→ **Written problem**: Rewrite the items from the line with "the blue cap" through the end of the items, requests included, multiplying each x and y coordinate in the answers by 0.75 and rounding to whole numbers, with halves rounded up. Keep every number in the requests and their format samples unchanged.

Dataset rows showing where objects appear
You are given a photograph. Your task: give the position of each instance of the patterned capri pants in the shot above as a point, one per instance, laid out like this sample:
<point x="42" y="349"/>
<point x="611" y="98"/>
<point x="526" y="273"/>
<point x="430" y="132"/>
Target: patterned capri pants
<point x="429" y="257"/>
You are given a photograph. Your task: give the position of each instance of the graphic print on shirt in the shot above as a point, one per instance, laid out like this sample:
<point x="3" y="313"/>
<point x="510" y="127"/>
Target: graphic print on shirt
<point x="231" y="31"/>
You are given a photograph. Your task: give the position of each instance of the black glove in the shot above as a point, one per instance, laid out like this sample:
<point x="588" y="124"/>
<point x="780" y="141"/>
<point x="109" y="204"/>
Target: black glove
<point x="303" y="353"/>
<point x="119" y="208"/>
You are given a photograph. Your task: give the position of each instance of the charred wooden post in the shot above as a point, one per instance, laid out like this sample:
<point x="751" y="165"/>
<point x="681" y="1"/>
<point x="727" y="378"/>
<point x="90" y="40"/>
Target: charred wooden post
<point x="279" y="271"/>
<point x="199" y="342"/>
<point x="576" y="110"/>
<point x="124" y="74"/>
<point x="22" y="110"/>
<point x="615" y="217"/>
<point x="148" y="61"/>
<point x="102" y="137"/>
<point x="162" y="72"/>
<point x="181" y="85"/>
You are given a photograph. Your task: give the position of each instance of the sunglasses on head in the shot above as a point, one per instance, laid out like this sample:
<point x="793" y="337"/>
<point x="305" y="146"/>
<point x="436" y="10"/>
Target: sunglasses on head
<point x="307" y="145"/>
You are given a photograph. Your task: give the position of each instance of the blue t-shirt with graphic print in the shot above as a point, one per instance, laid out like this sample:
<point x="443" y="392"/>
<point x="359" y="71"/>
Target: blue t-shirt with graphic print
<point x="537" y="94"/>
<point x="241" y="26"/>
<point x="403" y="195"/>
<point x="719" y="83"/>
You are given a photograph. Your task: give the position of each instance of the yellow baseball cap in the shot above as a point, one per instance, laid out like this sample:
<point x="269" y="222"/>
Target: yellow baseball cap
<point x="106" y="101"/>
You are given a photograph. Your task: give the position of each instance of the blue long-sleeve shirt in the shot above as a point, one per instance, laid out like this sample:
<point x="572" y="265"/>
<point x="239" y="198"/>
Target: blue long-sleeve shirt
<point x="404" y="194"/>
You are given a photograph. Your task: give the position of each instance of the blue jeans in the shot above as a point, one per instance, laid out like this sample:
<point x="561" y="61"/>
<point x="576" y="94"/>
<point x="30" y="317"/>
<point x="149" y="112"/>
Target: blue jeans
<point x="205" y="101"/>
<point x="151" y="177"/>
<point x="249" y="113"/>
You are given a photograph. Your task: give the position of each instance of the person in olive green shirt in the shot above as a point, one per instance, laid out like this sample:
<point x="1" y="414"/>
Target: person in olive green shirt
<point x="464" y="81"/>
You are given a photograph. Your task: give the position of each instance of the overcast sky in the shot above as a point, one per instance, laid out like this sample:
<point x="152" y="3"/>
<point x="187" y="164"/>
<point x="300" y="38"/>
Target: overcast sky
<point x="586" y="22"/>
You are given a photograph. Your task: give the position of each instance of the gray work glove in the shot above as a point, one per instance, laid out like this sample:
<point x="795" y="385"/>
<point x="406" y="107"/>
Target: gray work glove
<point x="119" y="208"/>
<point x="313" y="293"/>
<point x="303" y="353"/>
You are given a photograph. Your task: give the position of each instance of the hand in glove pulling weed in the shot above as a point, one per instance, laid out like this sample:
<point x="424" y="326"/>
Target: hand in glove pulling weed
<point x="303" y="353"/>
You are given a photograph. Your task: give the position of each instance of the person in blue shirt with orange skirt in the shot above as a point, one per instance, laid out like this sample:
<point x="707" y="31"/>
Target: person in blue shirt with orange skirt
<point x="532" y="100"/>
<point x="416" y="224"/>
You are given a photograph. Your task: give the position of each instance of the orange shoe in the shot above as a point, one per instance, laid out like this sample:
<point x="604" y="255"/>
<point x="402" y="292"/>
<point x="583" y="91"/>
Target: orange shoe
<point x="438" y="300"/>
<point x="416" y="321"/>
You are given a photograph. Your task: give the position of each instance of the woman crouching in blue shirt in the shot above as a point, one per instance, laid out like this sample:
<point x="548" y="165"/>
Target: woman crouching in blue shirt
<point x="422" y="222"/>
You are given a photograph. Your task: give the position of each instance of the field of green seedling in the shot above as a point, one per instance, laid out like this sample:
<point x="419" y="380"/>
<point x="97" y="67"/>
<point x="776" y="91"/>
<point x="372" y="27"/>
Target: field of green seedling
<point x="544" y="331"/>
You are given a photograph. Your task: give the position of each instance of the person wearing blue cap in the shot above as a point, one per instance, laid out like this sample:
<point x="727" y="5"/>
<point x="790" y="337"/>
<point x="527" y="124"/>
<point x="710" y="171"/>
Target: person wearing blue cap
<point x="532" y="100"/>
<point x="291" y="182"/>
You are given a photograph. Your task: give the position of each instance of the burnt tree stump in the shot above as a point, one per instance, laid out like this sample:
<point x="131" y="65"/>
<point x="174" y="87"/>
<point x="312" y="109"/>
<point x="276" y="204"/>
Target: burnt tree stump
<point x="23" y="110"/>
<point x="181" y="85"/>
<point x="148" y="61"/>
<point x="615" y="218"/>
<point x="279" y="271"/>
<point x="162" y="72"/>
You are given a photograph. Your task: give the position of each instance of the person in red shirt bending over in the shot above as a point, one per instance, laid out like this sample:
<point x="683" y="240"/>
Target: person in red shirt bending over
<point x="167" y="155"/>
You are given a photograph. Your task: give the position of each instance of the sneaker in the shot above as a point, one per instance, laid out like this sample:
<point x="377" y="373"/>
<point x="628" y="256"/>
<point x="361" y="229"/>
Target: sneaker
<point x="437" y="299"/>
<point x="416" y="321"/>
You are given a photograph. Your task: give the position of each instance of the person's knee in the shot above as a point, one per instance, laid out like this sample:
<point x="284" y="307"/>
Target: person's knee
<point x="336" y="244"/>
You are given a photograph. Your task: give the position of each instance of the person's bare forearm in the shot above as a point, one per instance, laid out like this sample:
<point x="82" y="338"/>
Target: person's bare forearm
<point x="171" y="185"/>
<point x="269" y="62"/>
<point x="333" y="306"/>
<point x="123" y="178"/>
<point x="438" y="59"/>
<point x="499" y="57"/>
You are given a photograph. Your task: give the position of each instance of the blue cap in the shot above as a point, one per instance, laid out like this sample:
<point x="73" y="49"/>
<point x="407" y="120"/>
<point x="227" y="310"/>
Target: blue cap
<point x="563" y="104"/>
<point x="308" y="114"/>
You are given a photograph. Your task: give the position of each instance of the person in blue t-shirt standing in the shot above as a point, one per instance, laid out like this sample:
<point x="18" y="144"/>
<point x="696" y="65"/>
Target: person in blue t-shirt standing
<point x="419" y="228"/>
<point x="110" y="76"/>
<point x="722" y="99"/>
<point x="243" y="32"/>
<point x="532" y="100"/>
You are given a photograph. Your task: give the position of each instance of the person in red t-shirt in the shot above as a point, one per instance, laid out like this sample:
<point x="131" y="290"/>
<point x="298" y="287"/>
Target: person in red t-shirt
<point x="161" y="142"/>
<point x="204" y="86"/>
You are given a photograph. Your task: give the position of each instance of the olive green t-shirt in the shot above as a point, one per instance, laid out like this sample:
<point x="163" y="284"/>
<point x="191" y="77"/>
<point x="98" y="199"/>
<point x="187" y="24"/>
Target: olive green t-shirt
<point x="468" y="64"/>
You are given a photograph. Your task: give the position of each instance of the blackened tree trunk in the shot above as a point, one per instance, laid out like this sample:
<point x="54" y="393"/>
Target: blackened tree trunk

→ **The reply**:
You are given a photograph. Your task: give the position of each instance of the blue cap in the shot above as a point, one per instance, laid out like this sample:
<point x="73" y="49"/>
<point x="407" y="120"/>
<point x="227" y="310"/>
Target: blue cap
<point x="422" y="78"/>
<point x="231" y="86"/>
You are given a photograph. Your task: give the position of each instance of the person in blue t-shirt standing in the shot above as a point, one per instance, laid out like this sample:
<point x="18" y="144"/>
<point x="696" y="65"/>
Target: person in blue t-shirt standing
<point x="314" y="171"/>
<point x="83" y="57"/>
<point x="542" y="74"/>
<point x="182" y="24"/>
<point x="399" y="75"/>
You are given a photograph. Your task: give the position of each instance of the person in red t-shirt in the shot above as a point, one per instance, laid out like this sample:
<point x="131" y="290"/>
<point x="298" y="287"/>
Target: person in red t-shirt
<point x="121" y="107"/>
<point x="153" y="65"/>
You are given a photograph. Your task: give the position of each instance of the olive green t-shirt in the shot above as a point, one per instance, laid out like this sample:
<point x="163" y="284"/>
<point x="191" y="77"/>
<point x="98" y="199"/>
<point x="187" y="24"/>
Target: olive green t-shirt
<point x="351" y="48"/>
You are given a photograph. Your task: give the position of each instance of the blackened tree trunk in the shot above as a point, one per instance, laid out like this sample:
<point x="54" y="393"/>
Target: blackened tree trunk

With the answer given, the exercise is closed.